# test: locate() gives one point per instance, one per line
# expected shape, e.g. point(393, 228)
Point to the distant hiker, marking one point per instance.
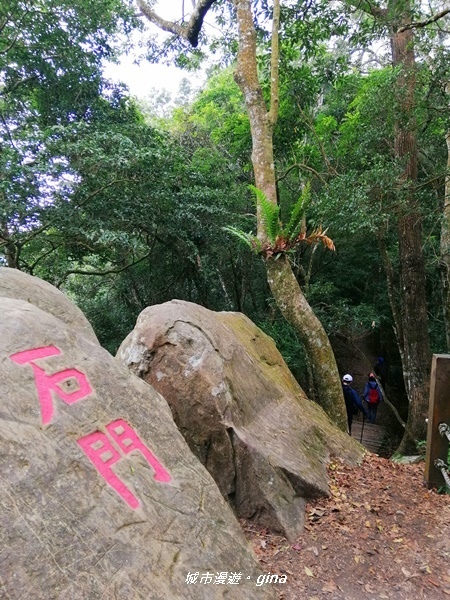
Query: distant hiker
point(373, 396)
point(353, 402)
point(380, 370)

════════════════

WHAT THIS TASK INVOLVES: Return every line of the entries above verbatim, leaving out the pictures.

THE ANSWER:
# test: locate() gives one point per instance, one per line
# expected shape, e.g. point(393, 228)
Point to the distant hiker, marking one point per instance.
Query: distant hiker
point(373, 396)
point(353, 402)
point(380, 370)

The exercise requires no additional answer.